Point placement rows:
· · · · ·

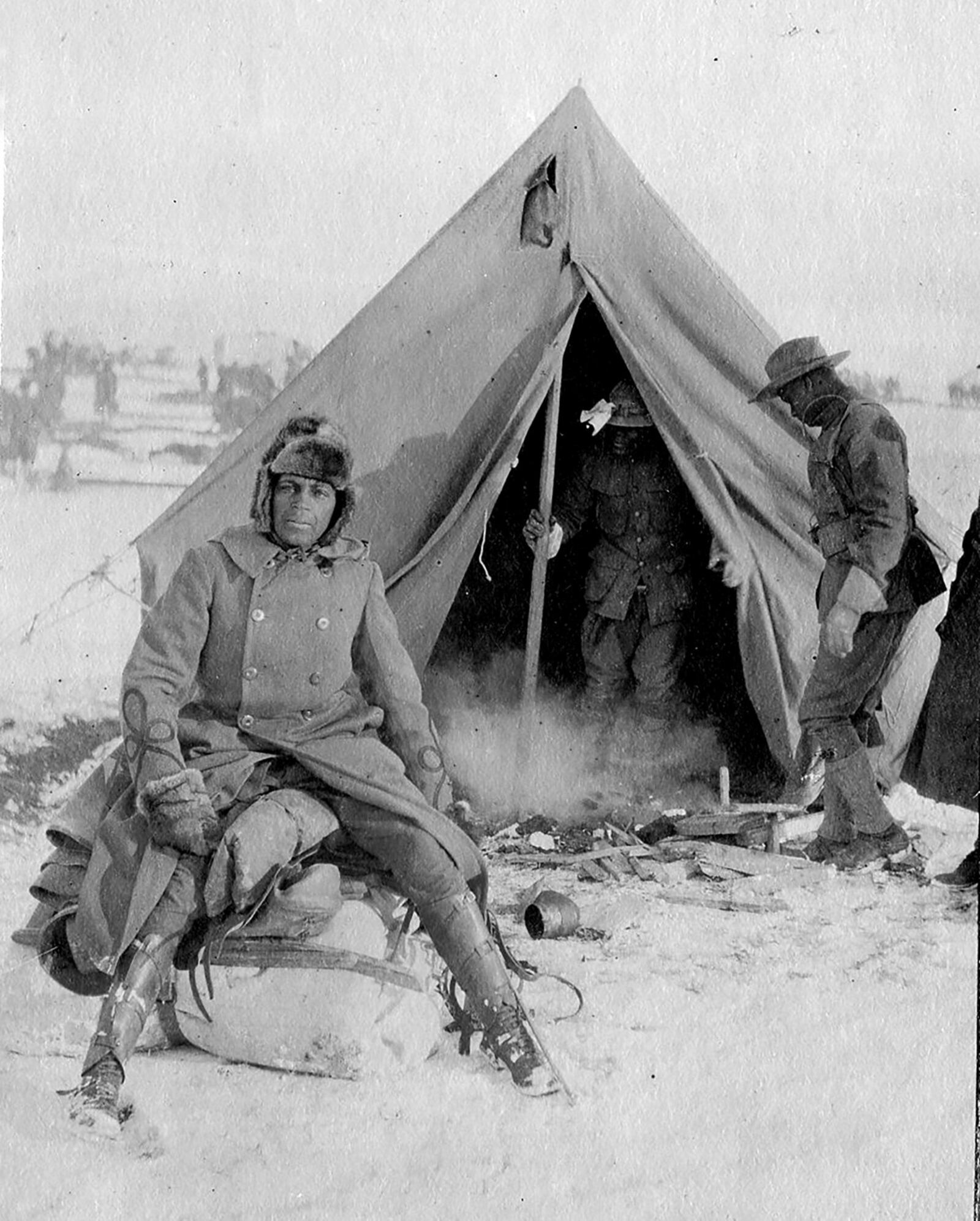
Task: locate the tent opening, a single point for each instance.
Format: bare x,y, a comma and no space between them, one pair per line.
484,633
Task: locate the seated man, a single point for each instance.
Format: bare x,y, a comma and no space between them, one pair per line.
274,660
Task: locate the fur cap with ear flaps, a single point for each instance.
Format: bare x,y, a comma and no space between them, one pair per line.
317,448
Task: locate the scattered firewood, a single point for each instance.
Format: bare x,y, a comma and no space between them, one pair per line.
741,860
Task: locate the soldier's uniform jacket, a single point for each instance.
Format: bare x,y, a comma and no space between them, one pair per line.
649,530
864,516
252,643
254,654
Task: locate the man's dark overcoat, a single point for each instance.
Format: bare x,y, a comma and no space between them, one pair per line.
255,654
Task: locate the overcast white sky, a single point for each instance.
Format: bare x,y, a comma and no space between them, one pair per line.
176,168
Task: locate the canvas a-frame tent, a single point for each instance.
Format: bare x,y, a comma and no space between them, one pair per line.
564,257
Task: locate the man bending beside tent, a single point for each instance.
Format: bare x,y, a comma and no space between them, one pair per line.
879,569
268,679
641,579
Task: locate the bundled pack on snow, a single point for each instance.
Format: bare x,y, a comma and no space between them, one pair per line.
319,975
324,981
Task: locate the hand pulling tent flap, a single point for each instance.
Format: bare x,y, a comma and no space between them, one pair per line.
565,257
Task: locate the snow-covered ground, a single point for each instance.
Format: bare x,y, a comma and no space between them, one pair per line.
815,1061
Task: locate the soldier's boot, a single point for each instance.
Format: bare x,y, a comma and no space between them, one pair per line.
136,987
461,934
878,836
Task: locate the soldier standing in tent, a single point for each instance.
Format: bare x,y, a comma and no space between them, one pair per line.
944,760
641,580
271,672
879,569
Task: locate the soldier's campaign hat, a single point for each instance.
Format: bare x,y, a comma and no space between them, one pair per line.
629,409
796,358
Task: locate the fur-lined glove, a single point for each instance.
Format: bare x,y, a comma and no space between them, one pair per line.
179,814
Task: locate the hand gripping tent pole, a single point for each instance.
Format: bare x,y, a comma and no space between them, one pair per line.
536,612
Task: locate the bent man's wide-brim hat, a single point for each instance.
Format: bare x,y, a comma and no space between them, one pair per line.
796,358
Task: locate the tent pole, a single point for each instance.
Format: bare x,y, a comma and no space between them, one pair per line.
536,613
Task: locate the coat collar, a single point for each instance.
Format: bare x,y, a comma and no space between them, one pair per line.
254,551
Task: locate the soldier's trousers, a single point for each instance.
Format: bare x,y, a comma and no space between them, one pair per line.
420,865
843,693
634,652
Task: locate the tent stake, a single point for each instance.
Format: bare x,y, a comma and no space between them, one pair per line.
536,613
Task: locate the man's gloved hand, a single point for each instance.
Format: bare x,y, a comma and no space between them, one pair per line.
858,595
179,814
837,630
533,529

· · · · ·

WHAT THIS TASK INVOLVES: Reproduce every line of the rows above word for word, leaving out the pictures.

RESPONSE:
Task: locate the tent opening, a single point for each instance.
Format: bare x,y, a comma and no space between them, one pair per line.
484,633
Task: locate the seated man, a single point for each instance.
Format: bare x,y, a comma and no space between them, one pair per line.
274,660
Task: locate the fur cap with ear flaps, a single point for each instance.
Format: bare x,y, a comma and no space between them, one pair per line.
317,448
Task: locate the scattered firewood, a single point for each instance.
Format: bare x,y, a comma and no space between them, one pair per line.
741,860
Task: locate the soldier's uniform jacket, a single point for each instance.
Format: bare x,y, a comma and no space between them, one pair per line.
649,530
864,516
252,643
254,654
Task: locate the man's dark overcoat, a single point for each instance.
Format: bare x,y, a comma and no space between them, one pair per line.
255,654
Task: locate the overcast white sky, a single point for each instance.
Format: bare x,y, a comma and no space between them, one pair per line.
176,168
Task: locate the canvas a-frame tent, a single point for each instance.
Format: bare x,y, a comma and no space between them, one pair per line.
564,257
Task: locate the man bending beside tent, a single point for each instance.
Format: bare x,y, a comma and no space between them, one pair per line.
879,569
268,679
641,579
Task: locate the bundled pack on snow, a single point for each instance.
Format: bare x,y, a comma and no space between them, one pair per line.
319,975
324,981
Task: locate the hand pulling tent flap, a single point for each instance.
Format: bare x,y, a comma and no space between them, one pair per line.
565,257
Task: locate the snow-covered ground, a single point for each instance.
Format: bare x,y, a comma and no space between them, one pair per line.
815,1061
Task: locate the soldier's boot, a single point for each instance.
Format: bare x,y, a comma and no space between them, one pair per line.
136,987
461,934
878,836
Task: locate the soldier standing in tent, a single point for each instance.
Format: bare x,y, a comma and no space between them, one pair per line.
944,760
641,580
271,672
879,569
Task: locate the soldier's campaign hat, a single point for each instance.
Format: bare x,y, a comma and no space between them, one pair per line.
629,409
796,358
Task: locate the fur-lined glove, a single point for each instance.
Format: bare x,y, a comma and no space between them, one pair per line.
179,814
Task: locate the hand gripping tent pole, a single point for each instance.
Format: bare x,y, a comma and no space between them, one pair per line.
536,612
Task: locate the bent man's wide-brim hat, a single point for each instance.
Format: bare x,y, a comma and no space between them, one pair per line.
796,358
Task: locate the tent pole, a single point for each instance.
Format: bare x,y, a comma and no space between them, one pair per line.
536,613
Task: locate the coat collar, a single point for each instance.
Format: bare x,y, a comma and no space between them, one pair per line.
254,551
Task: locate the soldier's trousers, a single point for each instance.
Format: bare x,y, a comma and no space between them, one pair per line.
420,865
843,693
634,652
Task: locate the tent stake, a single point for each instance.
Format: bare x,y, a comma and no space between them, one pair per line.
536,613
Task: locate the man's gloved hand, a single point for each instance.
Format: bare x,y, a comma and no space between them, one pair per line.
858,595
179,814
837,630
533,529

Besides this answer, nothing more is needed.